Collected data -
──────────────────────────────
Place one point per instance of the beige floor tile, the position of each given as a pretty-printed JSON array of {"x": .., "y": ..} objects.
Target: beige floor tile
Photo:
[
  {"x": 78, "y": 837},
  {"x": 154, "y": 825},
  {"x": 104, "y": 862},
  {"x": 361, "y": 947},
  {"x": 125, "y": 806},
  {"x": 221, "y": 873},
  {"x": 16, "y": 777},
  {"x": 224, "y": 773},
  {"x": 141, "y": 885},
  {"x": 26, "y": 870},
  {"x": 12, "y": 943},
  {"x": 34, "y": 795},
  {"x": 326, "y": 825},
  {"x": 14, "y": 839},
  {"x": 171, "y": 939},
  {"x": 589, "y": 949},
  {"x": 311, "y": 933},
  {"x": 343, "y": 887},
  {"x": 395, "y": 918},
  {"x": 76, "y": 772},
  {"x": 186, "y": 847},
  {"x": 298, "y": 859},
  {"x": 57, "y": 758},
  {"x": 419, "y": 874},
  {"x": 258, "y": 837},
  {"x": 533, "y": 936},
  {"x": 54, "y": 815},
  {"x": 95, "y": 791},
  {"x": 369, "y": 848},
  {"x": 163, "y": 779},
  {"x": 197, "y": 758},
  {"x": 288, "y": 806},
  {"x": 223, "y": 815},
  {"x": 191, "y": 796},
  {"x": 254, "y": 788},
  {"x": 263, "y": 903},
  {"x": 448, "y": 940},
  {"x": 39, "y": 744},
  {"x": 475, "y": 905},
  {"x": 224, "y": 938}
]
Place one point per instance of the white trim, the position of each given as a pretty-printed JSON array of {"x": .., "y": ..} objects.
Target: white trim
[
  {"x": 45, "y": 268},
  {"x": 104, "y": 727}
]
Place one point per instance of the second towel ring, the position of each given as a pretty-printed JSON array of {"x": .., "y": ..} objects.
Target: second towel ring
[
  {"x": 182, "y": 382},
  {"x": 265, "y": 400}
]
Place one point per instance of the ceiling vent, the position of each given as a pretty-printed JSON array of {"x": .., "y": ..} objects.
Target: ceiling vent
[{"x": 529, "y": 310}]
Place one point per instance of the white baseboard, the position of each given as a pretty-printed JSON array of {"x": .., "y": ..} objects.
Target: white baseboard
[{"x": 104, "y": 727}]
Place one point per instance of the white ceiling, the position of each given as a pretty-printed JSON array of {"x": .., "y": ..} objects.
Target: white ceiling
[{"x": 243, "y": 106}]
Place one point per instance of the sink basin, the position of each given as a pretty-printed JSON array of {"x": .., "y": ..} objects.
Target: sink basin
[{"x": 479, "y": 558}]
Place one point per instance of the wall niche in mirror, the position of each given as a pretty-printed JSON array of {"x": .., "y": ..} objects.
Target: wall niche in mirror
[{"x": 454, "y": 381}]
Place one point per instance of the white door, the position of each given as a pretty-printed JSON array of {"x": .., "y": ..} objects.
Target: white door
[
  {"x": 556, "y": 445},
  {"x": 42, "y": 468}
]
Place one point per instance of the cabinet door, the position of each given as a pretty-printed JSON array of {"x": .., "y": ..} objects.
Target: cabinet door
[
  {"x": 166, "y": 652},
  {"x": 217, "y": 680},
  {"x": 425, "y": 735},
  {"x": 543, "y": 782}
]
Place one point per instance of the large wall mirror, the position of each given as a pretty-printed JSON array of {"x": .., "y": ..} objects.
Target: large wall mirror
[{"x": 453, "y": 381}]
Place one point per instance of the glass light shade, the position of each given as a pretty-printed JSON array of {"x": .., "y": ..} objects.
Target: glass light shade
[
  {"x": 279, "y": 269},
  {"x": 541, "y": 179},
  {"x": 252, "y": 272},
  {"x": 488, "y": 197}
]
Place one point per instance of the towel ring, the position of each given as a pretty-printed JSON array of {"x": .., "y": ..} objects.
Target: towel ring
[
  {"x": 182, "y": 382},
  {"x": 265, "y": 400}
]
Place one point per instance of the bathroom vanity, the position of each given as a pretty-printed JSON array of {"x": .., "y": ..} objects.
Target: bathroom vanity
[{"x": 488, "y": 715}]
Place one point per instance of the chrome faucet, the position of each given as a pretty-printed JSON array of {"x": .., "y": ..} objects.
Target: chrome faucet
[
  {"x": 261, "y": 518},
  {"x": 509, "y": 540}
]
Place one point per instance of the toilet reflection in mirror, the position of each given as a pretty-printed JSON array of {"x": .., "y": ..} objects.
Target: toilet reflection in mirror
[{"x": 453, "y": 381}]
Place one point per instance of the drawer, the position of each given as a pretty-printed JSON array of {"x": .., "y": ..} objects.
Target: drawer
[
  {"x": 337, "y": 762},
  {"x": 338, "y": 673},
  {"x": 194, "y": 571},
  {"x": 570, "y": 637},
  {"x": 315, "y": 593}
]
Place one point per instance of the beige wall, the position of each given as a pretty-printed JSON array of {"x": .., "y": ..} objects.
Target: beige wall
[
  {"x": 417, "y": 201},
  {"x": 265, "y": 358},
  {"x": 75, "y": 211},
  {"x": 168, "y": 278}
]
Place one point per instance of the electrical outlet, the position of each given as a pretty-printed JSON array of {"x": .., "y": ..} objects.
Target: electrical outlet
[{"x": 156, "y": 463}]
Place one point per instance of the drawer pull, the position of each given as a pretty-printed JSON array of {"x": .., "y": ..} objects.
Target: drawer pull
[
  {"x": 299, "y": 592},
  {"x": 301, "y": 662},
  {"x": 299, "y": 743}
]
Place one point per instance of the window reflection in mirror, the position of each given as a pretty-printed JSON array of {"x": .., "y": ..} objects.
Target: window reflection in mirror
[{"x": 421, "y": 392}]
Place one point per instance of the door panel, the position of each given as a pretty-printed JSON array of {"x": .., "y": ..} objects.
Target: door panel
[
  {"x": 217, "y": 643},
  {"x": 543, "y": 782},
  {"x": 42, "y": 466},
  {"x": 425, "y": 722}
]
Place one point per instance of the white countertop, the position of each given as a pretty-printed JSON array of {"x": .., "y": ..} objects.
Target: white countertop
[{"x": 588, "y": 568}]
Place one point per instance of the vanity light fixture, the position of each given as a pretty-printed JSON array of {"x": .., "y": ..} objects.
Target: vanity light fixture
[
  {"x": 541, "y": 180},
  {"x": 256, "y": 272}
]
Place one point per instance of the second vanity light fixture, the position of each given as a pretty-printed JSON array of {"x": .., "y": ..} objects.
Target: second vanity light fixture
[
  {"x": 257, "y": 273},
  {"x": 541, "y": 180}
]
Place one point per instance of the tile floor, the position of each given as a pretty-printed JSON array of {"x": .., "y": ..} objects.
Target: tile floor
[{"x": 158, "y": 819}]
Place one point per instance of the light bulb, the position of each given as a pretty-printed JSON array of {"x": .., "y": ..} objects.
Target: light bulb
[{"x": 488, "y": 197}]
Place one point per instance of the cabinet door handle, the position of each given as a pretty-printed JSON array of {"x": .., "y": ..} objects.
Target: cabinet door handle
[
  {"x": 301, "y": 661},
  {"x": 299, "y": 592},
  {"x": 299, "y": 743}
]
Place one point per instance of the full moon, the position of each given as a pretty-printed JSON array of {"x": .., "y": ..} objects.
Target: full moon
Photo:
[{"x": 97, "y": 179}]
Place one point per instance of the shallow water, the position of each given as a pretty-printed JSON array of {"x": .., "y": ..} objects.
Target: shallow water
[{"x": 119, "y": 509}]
──────────────────────────────
What the exercise asks -
Give back all the data exactly as written.

Reply -
Place one point per instance of the beige floor tile, the position of each given as a pretty-printed JSON array of {"x": .., "y": ..} objects.
Target: beige floor tile
Photo:
[
  {"x": 78, "y": 837},
  {"x": 154, "y": 825},
  {"x": 104, "y": 862},
  {"x": 361, "y": 947},
  {"x": 125, "y": 806},
  {"x": 221, "y": 873},
  {"x": 16, "y": 777},
  {"x": 224, "y": 773},
  {"x": 141, "y": 885},
  {"x": 26, "y": 870},
  {"x": 12, "y": 943},
  {"x": 34, "y": 795},
  {"x": 326, "y": 825},
  {"x": 14, "y": 839},
  {"x": 171, "y": 939},
  {"x": 589, "y": 949},
  {"x": 311, "y": 933},
  {"x": 343, "y": 887},
  {"x": 395, "y": 918},
  {"x": 76, "y": 772},
  {"x": 186, "y": 847},
  {"x": 298, "y": 859},
  {"x": 57, "y": 758},
  {"x": 419, "y": 874},
  {"x": 258, "y": 837},
  {"x": 533, "y": 936},
  {"x": 54, "y": 815},
  {"x": 95, "y": 791},
  {"x": 369, "y": 848},
  {"x": 163, "y": 779},
  {"x": 197, "y": 758},
  {"x": 288, "y": 806},
  {"x": 223, "y": 815},
  {"x": 191, "y": 796},
  {"x": 254, "y": 788},
  {"x": 263, "y": 903},
  {"x": 448, "y": 940},
  {"x": 39, "y": 744},
  {"x": 475, "y": 905},
  {"x": 224, "y": 938}
]
Place one point per instance of the white trim, the position of each given as a pretty-printed JSON array of {"x": .., "y": ..} objects.
Target: white trim
[
  {"x": 45, "y": 268},
  {"x": 104, "y": 727}
]
Place one point per instance of the second towel ring, the position of each given as a pretty-printed JSON array of {"x": .., "y": ..} objects.
Target: second towel ring
[
  {"x": 182, "y": 382},
  {"x": 265, "y": 400}
]
Place one point per instance of the ceiling vent, the position of each given as a pretty-printed JSON array of {"x": .., "y": ..} objects.
Target: ceiling vent
[{"x": 529, "y": 310}]
Place one point per instance of the white baseboard, the position of each given as a pretty-printed JSON array of {"x": .., "y": ..} objects.
Target: white baseboard
[{"x": 104, "y": 727}]
Place one point per instance of the white ceiling, the position of each given as a pretty-printed JSON array of {"x": .., "y": ..} objects.
Target: white ceiling
[{"x": 243, "y": 106}]
Place one point per instance of the sink basin, the position of each given as a pretty-printed JSON array of {"x": .., "y": ..} objects.
Target: sink basin
[{"x": 479, "y": 558}]
Place one point per instance of the wall niche in mirror, the position of each given as a pretty-printed JSON array of {"x": .., "y": ..} objects.
Target: wall niche in mirror
[{"x": 454, "y": 381}]
Place one point per instance of the white door, the position of each given as a pretty-printed JSON array of {"x": .., "y": ..} objects.
Target: white door
[
  {"x": 556, "y": 445},
  {"x": 42, "y": 468}
]
Place one point per instance of the cabinet door, the position of each given as a pretty-printed JSON array of {"x": .., "y": ..} objects.
Target: cabinet door
[
  {"x": 166, "y": 652},
  {"x": 217, "y": 680},
  {"x": 425, "y": 735},
  {"x": 543, "y": 782}
]
Place one point per instance of the large wall mirror, the position of each given as a pretty-printed JSON array of {"x": .., "y": ..} objects.
Target: large wall mirror
[{"x": 453, "y": 381}]
Place one point per instance of the glass light shade, the position of each given as a pretty-printed JSON array of {"x": .., "y": ..} objects.
Target: glass light shade
[
  {"x": 279, "y": 269},
  {"x": 541, "y": 179},
  {"x": 252, "y": 272},
  {"x": 488, "y": 197}
]
Place one point per instance of the towel ring, the position of each given as a pretty-printed JSON array of {"x": .., "y": ..} objects.
Target: towel ring
[
  {"x": 182, "y": 382},
  {"x": 265, "y": 400}
]
Place one point per instance of the bathroom vanity, the position of each given as a pretty-printed JSON array of {"x": .., "y": ..} objects.
Target: bathroom vanity
[{"x": 488, "y": 715}]
Place one point per instance of the chrome faucet, the position of each given as a pretty-printed JSON array of {"x": .., "y": ..} objects.
Target: chrome faucet
[
  {"x": 261, "y": 518},
  {"x": 509, "y": 540}
]
Place one point per instance of the toilet reflection in mirror, the position of each given as a pretty-printed JSON array of {"x": .., "y": ..} objects.
Target: toilet reflection in mirror
[{"x": 453, "y": 381}]
Place one point per instance of the drawer, the position of each given as a pretty-printed JSON array of {"x": .., "y": ..} objects.
Target: drawer
[
  {"x": 337, "y": 762},
  {"x": 338, "y": 673},
  {"x": 194, "y": 571},
  {"x": 570, "y": 637},
  {"x": 315, "y": 593}
]
Place one point per instance of the beige wall, the position of each given as a pretty-printed JSON array of {"x": .., "y": ..} objects.
Target: beige wall
[
  {"x": 417, "y": 201},
  {"x": 265, "y": 358},
  {"x": 75, "y": 211},
  {"x": 168, "y": 278}
]
Place one point per instance of the electrical outlet, the position of each given as a pretty-printed JSON array of {"x": .., "y": ..} objects.
Target: electrical outlet
[{"x": 156, "y": 463}]
Place one point per instance of the drawer pull, the position of each given as a pretty-printed JSON array of {"x": .., "y": ..} objects.
Target: drawer pull
[
  {"x": 299, "y": 592},
  {"x": 301, "y": 662},
  {"x": 299, "y": 743}
]
Place one point per instance of the window reflection in mirror, the position of each given as a pretty-printed JSON array of {"x": .., "y": ..} objects.
Target: window reflection in mirror
[{"x": 421, "y": 392}]
Place one point per instance of the door panel, the position of each given as a pretty-printed JSON array of {"x": .., "y": ..} objects.
Target: door panel
[
  {"x": 217, "y": 643},
  {"x": 543, "y": 782},
  {"x": 42, "y": 466},
  {"x": 425, "y": 722}
]
Place one point per instance of the white countertop, the position of each given as a pretty-printed JSON array of {"x": .., "y": ..} objects.
Target: white countertop
[{"x": 588, "y": 568}]
Place one point per instance of the vanity light fixture, the position of each given as a pretty-printed JSON array of {"x": .., "y": ..} objects.
Target: vanity light fixture
[
  {"x": 541, "y": 180},
  {"x": 256, "y": 272}
]
Place one point per instance of the second vanity light fixture, the position of each given as a pretty-printed JSON array of {"x": .., "y": ..} objects.
Target: second vanity light fixture
[
  {"x": 257, "y": 273},
  {"x": 541, "y": 180}
]
Place one point per instance of the tile floor, the position of each given as a pretty-printed JSON array of {"x": .., "y": ..} objects.
Target: tile floor
[{"x": 158, "y": 819}]
Place one point per instance of the light bulb, the position of each given as a pretty-printed JSON array of {"x": .., "y": ..} objects.
Target: light bulb
[{"x": 488, "y": 197}]
Place one point per instance of the cabinet door handle, the position of each given as a pretty-printed JSON array of {"x": .., "y": ..} objects.
Target: cabinet door handle
[
  {"x": 301, "y": 661},
  {"x": 299, "y": 592},
  {"x": 299, "y": 743}
]
Place one point per instance of the full moon, the position of each given as a pretty-printed JSON array of {"x": .., "y": ..} objects.
Target: full moon
Photo:
[{"x": 97, "y": 179}]
Place one point per instance of the shallow water, the position of each given as a pretty-printed JSON array of {"x": .., "y": ..} objects.
Target: shallow water
[{"x": 119, "y": 509}]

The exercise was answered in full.